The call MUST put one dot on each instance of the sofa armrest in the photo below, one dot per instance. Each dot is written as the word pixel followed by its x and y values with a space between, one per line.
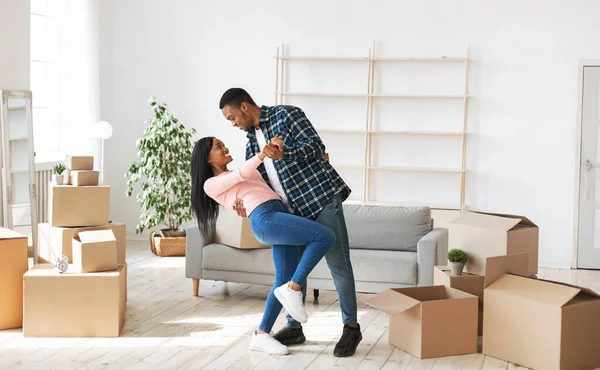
pixel 431 251
pixel 194 243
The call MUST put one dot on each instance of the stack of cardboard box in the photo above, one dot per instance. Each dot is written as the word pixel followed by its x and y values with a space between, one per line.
pixel 13 264
pixel 524 320
pixel 88 300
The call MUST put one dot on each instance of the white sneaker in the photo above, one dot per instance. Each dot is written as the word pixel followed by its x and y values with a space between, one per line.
pixel 291 300
pixel 266 343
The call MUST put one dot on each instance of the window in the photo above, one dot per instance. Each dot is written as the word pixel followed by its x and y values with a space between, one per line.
pixel 45 77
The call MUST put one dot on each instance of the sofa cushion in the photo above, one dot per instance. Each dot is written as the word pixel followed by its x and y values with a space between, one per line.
pixel 386 228
pixel 222 257
pixel 376 266
pixel 368 265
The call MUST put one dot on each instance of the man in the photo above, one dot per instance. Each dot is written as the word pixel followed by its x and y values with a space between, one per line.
pixel 310 186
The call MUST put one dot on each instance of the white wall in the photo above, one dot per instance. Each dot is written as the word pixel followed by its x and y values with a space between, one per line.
pixel 14 44
pixel 523 85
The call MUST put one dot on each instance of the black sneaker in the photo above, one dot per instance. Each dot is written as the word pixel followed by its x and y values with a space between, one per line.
pixel 346 347
pixel 290 336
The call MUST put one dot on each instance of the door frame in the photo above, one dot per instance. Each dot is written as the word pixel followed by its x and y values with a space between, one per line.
pixel 577 172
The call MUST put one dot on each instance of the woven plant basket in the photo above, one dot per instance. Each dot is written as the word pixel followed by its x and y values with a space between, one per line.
pixel 166 246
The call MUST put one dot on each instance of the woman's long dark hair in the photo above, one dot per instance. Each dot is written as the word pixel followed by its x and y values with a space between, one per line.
pixel 204 207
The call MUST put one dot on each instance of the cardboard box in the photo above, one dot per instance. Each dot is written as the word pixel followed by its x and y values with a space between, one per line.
pixel 54 242
pixel 433 321
pixel 468 283
pixel 84 178
pixel 94 251
pixel 77 206
pixel 73 304
pixel 541 324
pixel 484 235
pixel 83 163
pixel 475 284
pixel 235 231
pixel 13 264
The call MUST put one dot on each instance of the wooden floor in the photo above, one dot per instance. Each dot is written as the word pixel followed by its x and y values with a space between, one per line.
pixel 168 328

**Given task**
Rewrite the stretch of data from the start through the line containing "pixel 45 77", substituting "point" for every "dot" and keeping everything else unchanged. Leave the pictures out.

**Task solution**
The call MUST put one point on each instance of the sofa armrest in the photo below, one point per instance. Each point is written as the word pixel followed by its x and y values with a space between, one per line.
pixel 431 251
pixel 194 243
The call MUST put one point on each instance of the stack of cardboard box in the photo above, one point per instance. Each point is written as the word pixel followed by its x and y values with a space between, one per line.
pixel 13 264
pixel 524 320
pixel 88 300
The call MUST put one point on each instance of the white sneaker in the photo above, one point per instance. Each point is written as the word pixel followed by its x and y values with a space between, one per line.
pixel 291 300
pixel 266 343
The call MUST put one point on each instance of the window in the photo above, one point per instance. Each point is written as the word pixel followed by its x and y values with a space between, one per line.
pixel 45 77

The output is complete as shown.